How many lines in the entries below contain the string "spiral", counting a match only when the case is the same? Reply with the number alone.

· · · · ·

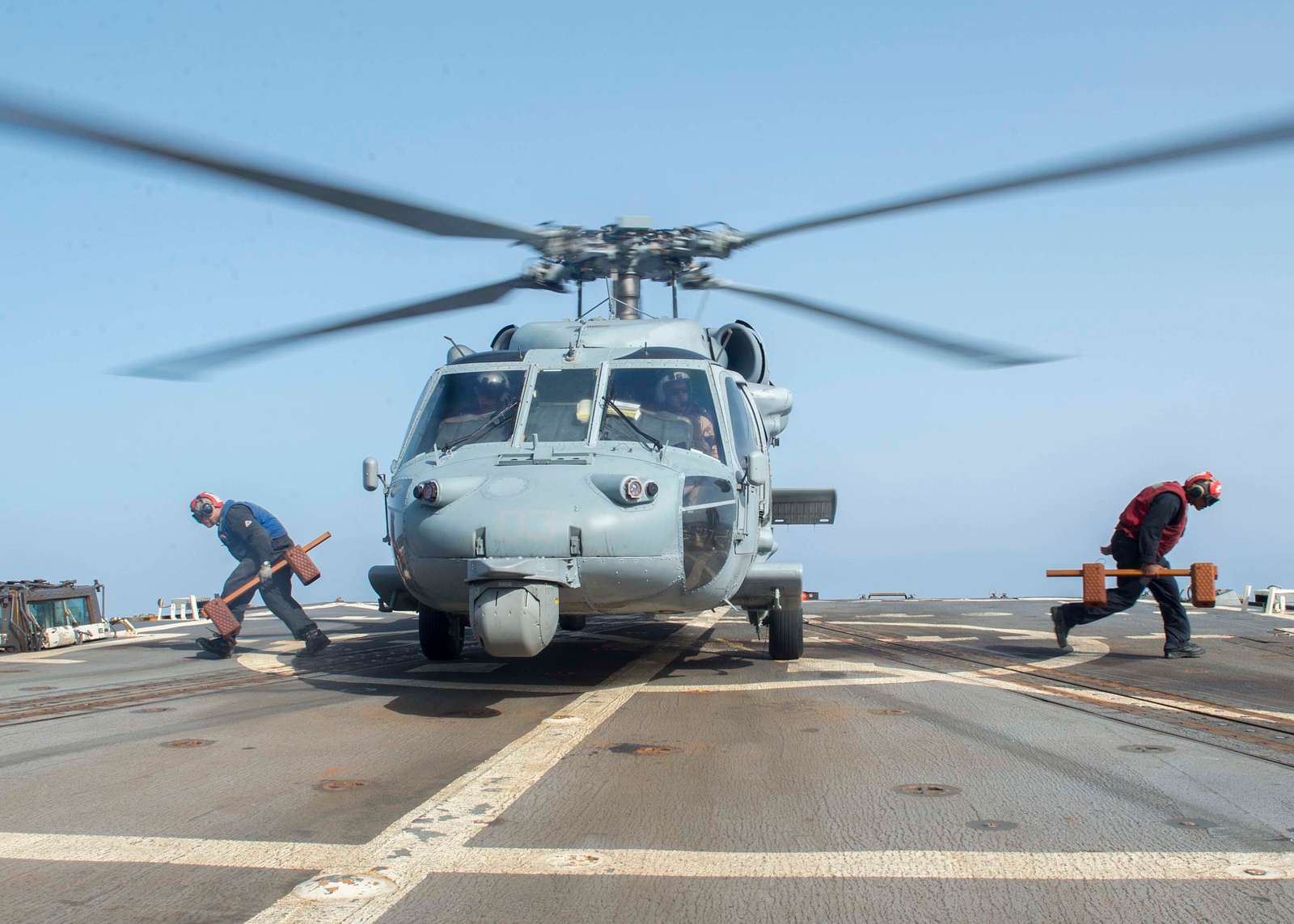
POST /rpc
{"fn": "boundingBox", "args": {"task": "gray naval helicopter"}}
[0,99,1294,659]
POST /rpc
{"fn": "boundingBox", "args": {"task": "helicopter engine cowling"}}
[705,319,768,384]
[746,383,794,440]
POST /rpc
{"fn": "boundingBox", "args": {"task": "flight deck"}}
[0,599,1294,924]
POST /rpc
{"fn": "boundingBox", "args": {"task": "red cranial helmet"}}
[189,491,224,523]
[1182,471,1221,508]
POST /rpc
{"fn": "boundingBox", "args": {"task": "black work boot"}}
[198,635,235,657]
[302,627,332,657]
[1051,605,1072,648]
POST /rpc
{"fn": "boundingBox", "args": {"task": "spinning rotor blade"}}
[708,280,1065,368]
[118,277,535,379]
[739,108,1294,247]
[0,97,543,245]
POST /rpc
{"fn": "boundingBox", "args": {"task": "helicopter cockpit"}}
[401,360,726,463]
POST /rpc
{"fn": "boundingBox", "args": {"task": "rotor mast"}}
[611,269,643,321]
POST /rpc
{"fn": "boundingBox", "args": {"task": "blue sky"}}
[0,2,1294,614]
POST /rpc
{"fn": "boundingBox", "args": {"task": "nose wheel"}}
[418,607,467,661]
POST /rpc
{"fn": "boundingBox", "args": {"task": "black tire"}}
[768,610,805,661]
[418,607,466,661]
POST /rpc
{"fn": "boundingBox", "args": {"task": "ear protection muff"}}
[1186,471,1221,508]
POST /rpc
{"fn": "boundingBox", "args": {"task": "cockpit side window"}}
[524,369,598,442]
[598,366,723,462]
[401,369,526,461]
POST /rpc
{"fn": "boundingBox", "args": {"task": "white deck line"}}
[243,607,727,924]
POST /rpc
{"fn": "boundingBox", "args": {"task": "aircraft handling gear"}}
[418,607,466,661]
[763,607,805,661]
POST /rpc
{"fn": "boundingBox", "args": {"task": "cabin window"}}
[723,379,759,471]
[404,369,526,459]
[682,475,736,590]
[598,366,723,462]
[524,369,598,442]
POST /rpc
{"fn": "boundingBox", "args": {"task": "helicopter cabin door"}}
[723,378,768,555]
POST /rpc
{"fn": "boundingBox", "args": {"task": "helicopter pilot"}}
[656,369,720,458]
[436,373,518,446]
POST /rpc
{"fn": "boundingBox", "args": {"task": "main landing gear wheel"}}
[765,610,805,661]
[418,607,466,661]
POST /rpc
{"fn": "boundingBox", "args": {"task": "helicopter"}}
[0,99,1294,660]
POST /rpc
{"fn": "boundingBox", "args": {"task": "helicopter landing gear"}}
[763,608,805,661]
[418,607,466,661]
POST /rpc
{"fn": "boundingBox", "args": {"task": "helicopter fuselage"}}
[373,321,800,656]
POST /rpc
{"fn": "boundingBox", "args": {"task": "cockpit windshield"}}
[524,369,598,442]
[404,369,526,459]
[599,366,723,462]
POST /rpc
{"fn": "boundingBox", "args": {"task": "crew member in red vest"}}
[1051,471,1221,657]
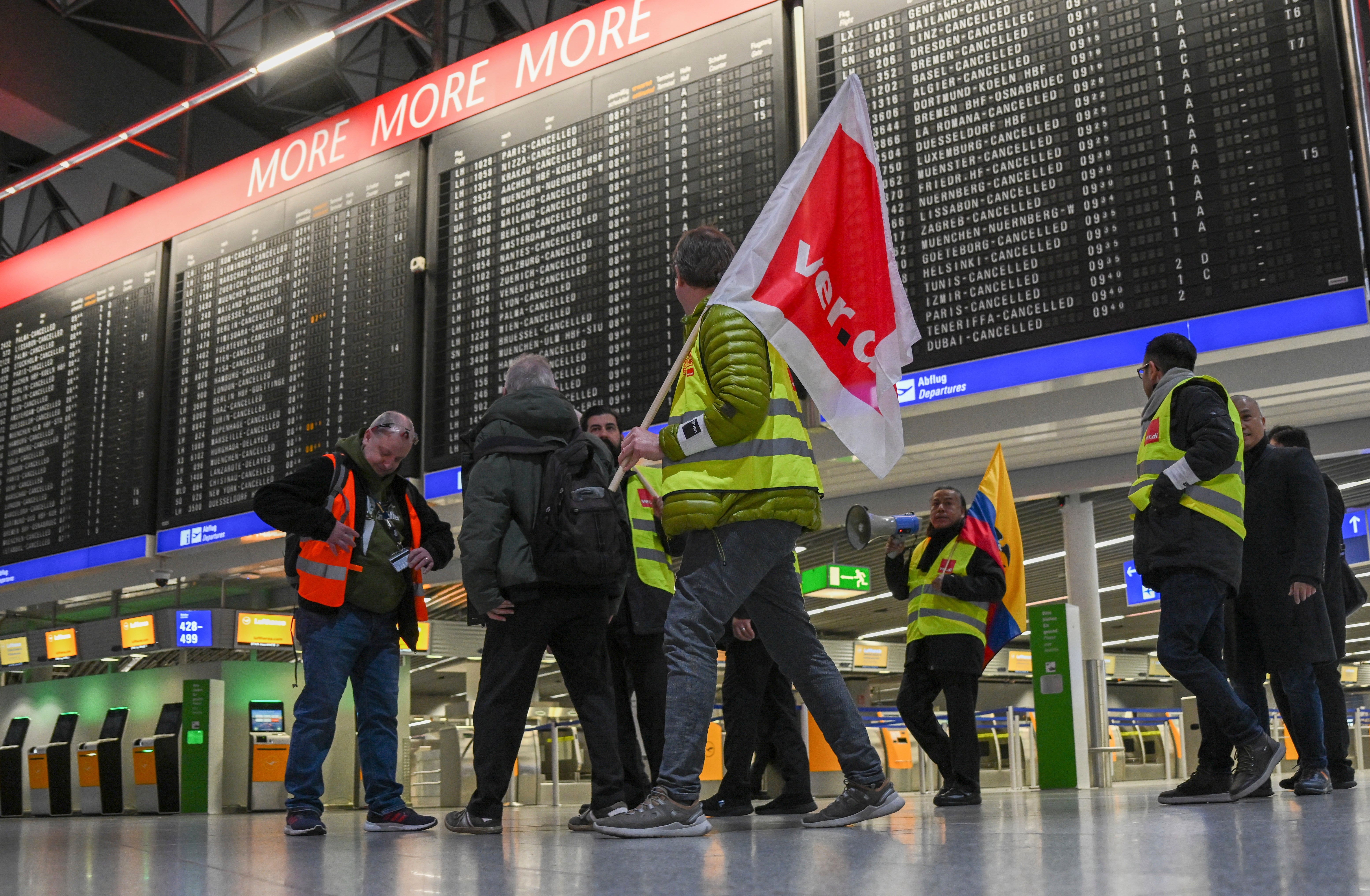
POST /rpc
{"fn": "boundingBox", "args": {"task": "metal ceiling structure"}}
[0,0,594,259]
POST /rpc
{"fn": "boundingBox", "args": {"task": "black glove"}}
[1151,473,1184,510]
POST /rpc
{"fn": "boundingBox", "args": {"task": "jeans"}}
[285,604,404,815]
[1232,665,1326,769]
[1156,571,1263,774]
[895,647,979,793]
[467,597,623,818]
[658,519,885,803]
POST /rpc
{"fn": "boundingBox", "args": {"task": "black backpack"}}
[471,430,631,585]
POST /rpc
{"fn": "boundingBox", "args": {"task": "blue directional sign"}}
[1122,560,1160,607]
[175,610,214,647]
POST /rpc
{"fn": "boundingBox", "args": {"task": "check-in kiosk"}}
[77,706,129,815]
[248,700,291,812]
[0,715,29,817]
[29,712,81,815]
[133,703,181,815]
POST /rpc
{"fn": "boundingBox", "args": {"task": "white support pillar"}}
[1060,495,1113,788]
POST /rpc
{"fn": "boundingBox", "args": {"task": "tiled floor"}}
[0,784,1370,896]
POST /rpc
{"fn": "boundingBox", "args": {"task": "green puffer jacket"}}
[662,299,823,537]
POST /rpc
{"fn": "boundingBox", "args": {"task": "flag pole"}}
[608,314,704,492]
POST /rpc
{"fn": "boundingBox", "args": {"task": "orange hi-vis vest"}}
[294,453,428,622]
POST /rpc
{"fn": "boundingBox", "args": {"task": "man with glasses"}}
[1127,333,1285,804]
[252,411,455,836]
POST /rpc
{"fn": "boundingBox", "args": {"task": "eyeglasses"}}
[374,423,419,445]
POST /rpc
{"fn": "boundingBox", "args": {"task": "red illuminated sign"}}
[0,0,768,305]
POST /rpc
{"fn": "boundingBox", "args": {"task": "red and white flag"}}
[710,75,919,478]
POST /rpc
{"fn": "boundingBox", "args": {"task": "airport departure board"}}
[0,245,162,563]
[426,4,791,470]
[804,0,1362,369]
[157,144,422,527]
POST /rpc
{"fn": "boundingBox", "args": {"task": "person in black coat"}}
[1270,426,1356,791]
[1227,395,1337,796]
[885,486,1005,805]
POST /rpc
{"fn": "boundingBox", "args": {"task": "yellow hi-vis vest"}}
[907,536,989,644]
[662,308,823,496]
[623,467,675,593]
[1127,377,1247,538]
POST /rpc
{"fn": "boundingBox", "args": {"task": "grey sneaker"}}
[594,786,714,837]
[800,781,904,828]
[566,803,628,830]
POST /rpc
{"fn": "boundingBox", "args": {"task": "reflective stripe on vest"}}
[907,537,989,643]
[1127,377,1247,538]
[623,467,675,593]
[662,308,823,500]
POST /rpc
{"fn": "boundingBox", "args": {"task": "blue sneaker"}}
[285,812,329,837]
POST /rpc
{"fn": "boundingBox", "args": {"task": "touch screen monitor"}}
[43,629,77,659]
[119,612,157,651]
[237,612,294,647]
[248,700,285,734]
[0,637,29,666]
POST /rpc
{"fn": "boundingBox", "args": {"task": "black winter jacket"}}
[252,448,456,649]
[1132,379,1241,591]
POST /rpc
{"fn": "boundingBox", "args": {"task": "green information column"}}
[181,678,223,815]
[1028,604,1089,791]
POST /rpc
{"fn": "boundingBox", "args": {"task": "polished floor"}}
[0,784,1370,896]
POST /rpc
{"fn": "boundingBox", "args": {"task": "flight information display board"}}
[425,3,791,470]
[804,0,1363,369]
[157,144,422,527]
[0,245,162,563]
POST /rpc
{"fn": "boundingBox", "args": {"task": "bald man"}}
[1227,395,1337,796]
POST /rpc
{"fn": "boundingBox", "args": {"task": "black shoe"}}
[362,805,437,830]
[442,808,504,834]
[566,803,628,830]
[756,793,818,815]
[799,781,904,828]
[1156,769,1232,805]
[1327,766,1356,791]
[285,812,329,837]
[1229,732,1285,800]
[700,796,752,818]
[1293,769,1332,796]
[933,784,981,807]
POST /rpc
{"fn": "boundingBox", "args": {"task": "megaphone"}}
[847,504,922,551]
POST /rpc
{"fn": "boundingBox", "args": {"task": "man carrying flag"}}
[594,74,916,837]
[885,448,1026,805]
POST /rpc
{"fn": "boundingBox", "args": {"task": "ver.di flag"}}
[710,75,919,478]
[960,445,1028,665]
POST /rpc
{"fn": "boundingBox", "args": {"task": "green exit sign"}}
[800,563,870,597]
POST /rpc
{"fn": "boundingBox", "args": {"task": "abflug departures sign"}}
[804,0,1362,369]
[157,144,422,527]
[428,4,789,469]
[0,245,162,563]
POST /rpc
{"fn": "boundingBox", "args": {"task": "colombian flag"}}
[960,445,1028,666]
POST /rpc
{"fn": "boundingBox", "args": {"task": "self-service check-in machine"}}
[29,712,81,815]
[133,703,181,815]
[0,715,29,817]
[248,700,291,812]
[77,706,129,815]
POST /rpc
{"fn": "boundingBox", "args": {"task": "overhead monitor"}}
[43,629,77,659]
[237,611,294,647]
[804,0,1363,370]
[0,244,162,563]
[248,700,285,734]
[425,0,791,470]
[0,634,29,666]
[119,612,157,651]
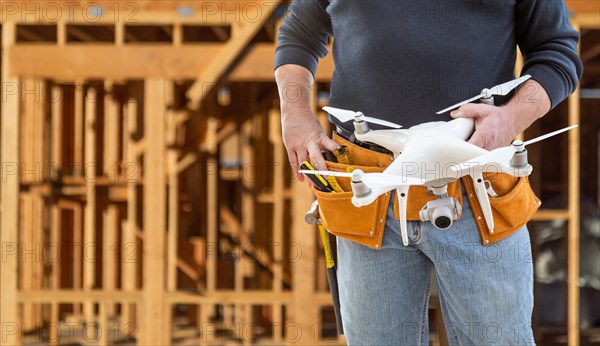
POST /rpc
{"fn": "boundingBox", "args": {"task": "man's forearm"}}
[504,79,551,133]
[275,65,314,115]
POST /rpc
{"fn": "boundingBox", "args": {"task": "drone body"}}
[300,76,577,245]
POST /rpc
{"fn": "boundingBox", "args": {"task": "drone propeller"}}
[451,125,578,172]
[298,169,424,187]
[323,107,402,129]
[436,74,531,114]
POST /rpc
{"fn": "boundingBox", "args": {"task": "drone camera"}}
[420,197,461,230]
[354,113,371,135]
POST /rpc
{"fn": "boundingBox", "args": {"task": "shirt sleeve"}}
[275,0,332,76]
[516,0,583,108]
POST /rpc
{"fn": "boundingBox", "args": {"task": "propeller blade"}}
[298,169,352,178]
[523,125,579,145]
[435,74,531,114]
[298,169,424,186]
[363,116,402,129]
[435,94,483,114]
[450,145,517,172]
[490,74,531,96]
[323,107,402,129]
[362,173,425,186]
[323,107,356,123]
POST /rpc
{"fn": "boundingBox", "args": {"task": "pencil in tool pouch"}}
[300,161,344,192]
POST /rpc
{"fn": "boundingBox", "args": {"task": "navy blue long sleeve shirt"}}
[275,0,582,127]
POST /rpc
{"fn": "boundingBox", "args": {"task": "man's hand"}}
[450,79,551,150]
[450,103,524,150]
[275,64,338,181]
[281,109,338,181]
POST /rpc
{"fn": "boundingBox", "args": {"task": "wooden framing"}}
[0,22,20,345]
[0,0,600,344]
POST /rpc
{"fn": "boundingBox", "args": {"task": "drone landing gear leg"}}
[471,169,494,233]
[396,185,410,246]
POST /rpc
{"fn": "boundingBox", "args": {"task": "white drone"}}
[300,75,577,245]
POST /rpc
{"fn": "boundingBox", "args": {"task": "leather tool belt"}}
[313,133,541,249]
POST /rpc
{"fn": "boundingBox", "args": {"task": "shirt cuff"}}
[275,46,318,77]
[521,64,569,109]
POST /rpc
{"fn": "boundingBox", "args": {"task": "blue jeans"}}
[337,191,535,345]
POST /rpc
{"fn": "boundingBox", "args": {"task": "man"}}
[275,0,582,345]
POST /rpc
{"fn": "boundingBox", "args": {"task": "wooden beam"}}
[48,84,64,345]
[10,43,334,82]
[100,80,122,316]
[0,22,21,345]
[198,116,219,342]
[567,24,580,345]
[140,79,171,345]
[187,1,278,108]
[82,88,98,322]
[73,80,85,178]
[10,44,223,80]
[121,100,141,327]
[268,109,289,344]
[166,109,179,292]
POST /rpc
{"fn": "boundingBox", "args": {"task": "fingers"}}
[321,136,340,151]
[287,150,304,181]
[306,142,327,170]
[469,131,486,148]
[450,103,495,118]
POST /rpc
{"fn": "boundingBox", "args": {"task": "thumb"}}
[321,135,340,151]
[450,103,493,118]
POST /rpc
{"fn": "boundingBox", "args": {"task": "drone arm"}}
[356,130,409,155]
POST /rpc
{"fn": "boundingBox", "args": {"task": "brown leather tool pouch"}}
[462,173,542,245]
[313,134,393,249]
[313,134,462,249]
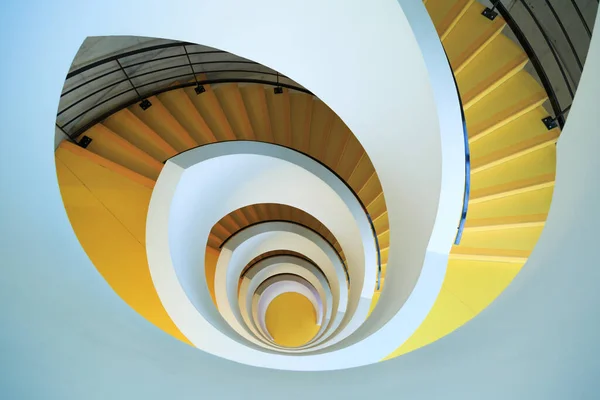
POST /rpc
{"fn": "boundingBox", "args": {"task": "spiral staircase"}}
[2,0,597,398]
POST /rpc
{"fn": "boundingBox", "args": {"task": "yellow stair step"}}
[265,87,292,147]
[373,211,390,232]
[456,35,529,110]
[449,246,531,264]
[56,140,156,189]
[436,0,475,40]
[443,2,505,74]
[323,117,352,170]
[377,229,390,249]
[80,124,163,180]
[334,135,365,182]
[471,129,559,174]
[471,146,556,190]
[465,70,547,143]
[157,89,217,145]
[357,170,383,204]
[366,192,387,220]
[464,214,548,232]
[469,173,554,206]
[129,96,198,152]
[467,186,554,223]
[469,106,560,158]
[214,83,254,140]
[184,85,238,141]
[425,0,470,36]
[308,98,335,161]
[459,226,544,251]
[290,93,314,154]
[102,109,177,162]
[240,85,273,143]
[346,152,375,195]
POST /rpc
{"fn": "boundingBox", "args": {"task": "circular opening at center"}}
[265,292,319,347]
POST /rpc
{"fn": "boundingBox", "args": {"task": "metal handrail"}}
[483,0,592,129]
[57,42,312,139]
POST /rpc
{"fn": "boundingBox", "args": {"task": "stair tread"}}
[471,146,556,190]
[465,213,548,231]
[102,109,177,162]
[265,87,292,147]
[158,89,217,145]
[470,106,559,161]
[443,2,505,73]
[425,0,468,36]
[467,187,553,221]
[129,96,198,153]
[471,130,559,174]
[469,172,555,204]
[456,35,528,109]
[214,83,254,140]
[184,81,237,141]
[240,85,273,142]
[449,246,531,262]
[56,140,156,189]
[465,70,547,141]
[80,124,163,180]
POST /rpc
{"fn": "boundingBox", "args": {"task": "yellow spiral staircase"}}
[56,0,560,358]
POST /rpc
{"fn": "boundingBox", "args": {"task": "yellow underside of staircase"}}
[386,0,560,359]
[56,0,559,358]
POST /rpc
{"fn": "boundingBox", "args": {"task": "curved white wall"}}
[9,0,600,399]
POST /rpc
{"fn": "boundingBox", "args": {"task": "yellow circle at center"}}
[265,292,319,347]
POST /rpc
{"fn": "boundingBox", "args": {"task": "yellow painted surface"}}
[442,0,505,72]
[384,288,475,360]
[157,89,217,145]
[469,106,558,158]
[184,85,236,140]
[467,187,554,219]
[385,260,521,360]
[129,96,198,153]
[471,146,556,191]
[214,83,254,140]
[56,148,190,344]
[456,35,527,109]
[103,109,177,162]
[80,124,163,179]
[290,93,314,153]
[265,292,319,347]
[460,226,543,250]
[465,71,546,140]
[386,0,559,359]
[265,88,292,146]
[204,247,219,307]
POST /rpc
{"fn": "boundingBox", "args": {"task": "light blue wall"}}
[0,0,600,400]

· · · · ·

## Task output
2